↓

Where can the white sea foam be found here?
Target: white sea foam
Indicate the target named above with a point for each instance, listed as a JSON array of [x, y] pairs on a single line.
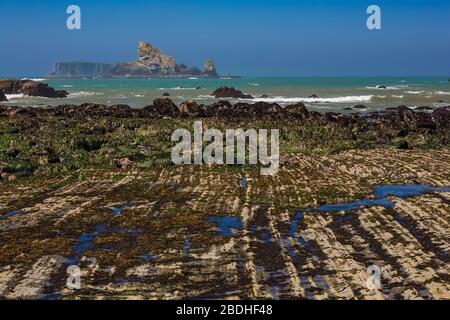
[[414, 92], [379, 87], [204, 97], [344, 99], [34, 79], [84, 94], [176, 88], [14, 96]]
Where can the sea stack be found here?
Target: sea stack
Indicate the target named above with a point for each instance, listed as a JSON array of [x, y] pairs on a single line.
[[209, 68]]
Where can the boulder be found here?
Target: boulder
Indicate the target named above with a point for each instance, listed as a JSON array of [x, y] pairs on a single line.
[[166, 108], [298, 109], [226, 92], [190, 108], [123, 163], [441, 117], [209, 68]]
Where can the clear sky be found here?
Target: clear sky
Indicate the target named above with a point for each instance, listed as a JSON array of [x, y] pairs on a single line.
[[247, 37]]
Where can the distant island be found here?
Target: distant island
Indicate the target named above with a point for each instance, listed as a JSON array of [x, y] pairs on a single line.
[[151, 62]]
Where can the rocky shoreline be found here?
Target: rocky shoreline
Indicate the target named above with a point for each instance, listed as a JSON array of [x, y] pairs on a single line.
[[93, 185]]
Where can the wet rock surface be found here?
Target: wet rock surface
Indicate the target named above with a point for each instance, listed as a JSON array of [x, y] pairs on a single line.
[[94, 186], [198, 232]]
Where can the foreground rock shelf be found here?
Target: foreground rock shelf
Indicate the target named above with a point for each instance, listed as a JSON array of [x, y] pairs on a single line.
[[94, 186], [151, 234]]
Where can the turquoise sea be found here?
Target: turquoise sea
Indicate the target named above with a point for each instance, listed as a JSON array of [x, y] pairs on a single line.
[[334, 94]]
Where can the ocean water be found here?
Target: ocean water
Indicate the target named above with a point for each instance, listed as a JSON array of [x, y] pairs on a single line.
[[334, 94]]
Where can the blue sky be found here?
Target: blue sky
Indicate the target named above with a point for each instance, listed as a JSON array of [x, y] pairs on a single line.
[[277, 38]]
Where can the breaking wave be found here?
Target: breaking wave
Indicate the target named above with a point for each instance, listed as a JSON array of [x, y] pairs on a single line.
[[345, 99], [14, 96], [34, 79], [177, 88], [84, 94]]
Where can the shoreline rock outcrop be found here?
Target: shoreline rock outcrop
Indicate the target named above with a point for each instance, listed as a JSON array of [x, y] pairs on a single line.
[[399, 121], [152, 62], [30, 88]]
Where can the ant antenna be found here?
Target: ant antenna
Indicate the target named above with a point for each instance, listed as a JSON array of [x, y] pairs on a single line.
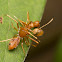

↑

### Task to complete
Could you repeat all of the material above word for word, leaving out the pictures?

### Result for this task
Where can the white sea foam be found here?
Target: white sea foam
Indicate the target named above with a point for each instance, listed as a JSON array of [x, y] pairs on a single line.
[[414, 92], [379, 87], [204, 97], [344, 99], [34, 79], [84, 94], [176, 88], [14, 96]]
Where can the sea stack be found here?
Target: sea stack
Indicate the target named above with a point for each instance, listed as a JSON array of [x, y] pairs on a single line.
[[209, 68]]
Where can the boulder be found here?
Target: boulder
Indicate the target named above with a point for each instance, listed as a JSON array of [x, y] pairs on a single line.
[[166, 108], [298, 109], [226, 92], [190, 108], [123, 163], [441, 117], [209, 68]]
Where can the clear sky be found here?
Target: clear sky
Indicate the target named above with a point for each instance, listed as a JSON array of [x, y] pairs on a single line.
[[247, 37]]
Where can the distant island be found here?
Target: distant island
Indicate the target named above with a point for each instance, listed as a JSON array of [x, y] pairs on a single line.
[[151, 62]]
Where can the rocky shoreline be found here?
Target: rocky shoreline
Indicate the target named above with a point for each instance, listed as a JSON array of [x, y] pairs on a single line.
[[93, 185]]
Where can the wet rock surface be found here?
Target: wet rock surface
Indicate the target named above with a point for each instance, listed as a JSON array of [x, y] pairs on a single line.
[[94, 186], [198, 232]]
Where can the foreground rock shelf be found here?
Target: foreground rock shelf
Indicate the target named above with a point for each instance, listed as a JSON array of [x, y] pairs on a single line.
[[94, 186], [151, 234]]
Where can the turquoise sea be found here?
Target: turquoise sea
Indicate the target named above with a point for each instance, listed as a JSON array of [x, y] pairs on a single line.
[[334, 94]]
Where can the ocean water be found here?
Target: ocean water
Indicate the target named above with a point for each instance, listed as a JSON array of [x, y] pairs on a single line.
[[334, 94]]
Where can the blue sky be found here?
Target: blue sky
Indicate the target named above with a point for each instance, listed as a JSON array of [x, y] pairs on a single line.
[[277, 38]]
Where can the breaking wave be found here?
Target: breaking wave
Indicate the target named above with a point for each instance, listed as a JSON array of [x, y] pairs on a single line.
[[345, 99], [14, 96], [34, 79], [177, 88], [84, 94]]
Where can the shoreline rock outcrop be found here?
Target: shoreline rock outcrop
Indicate the target named above with a point for each instance, listed as a JSON array of [x, y] pairs on a single line.
[[399, 121], [152, 62], [30, 88]]
Where can the ant antenna be found here?
Target: ant antenna
Indicate the target named above with a point for each instance, listed as a JSON array of [x, y] pairs on a single line.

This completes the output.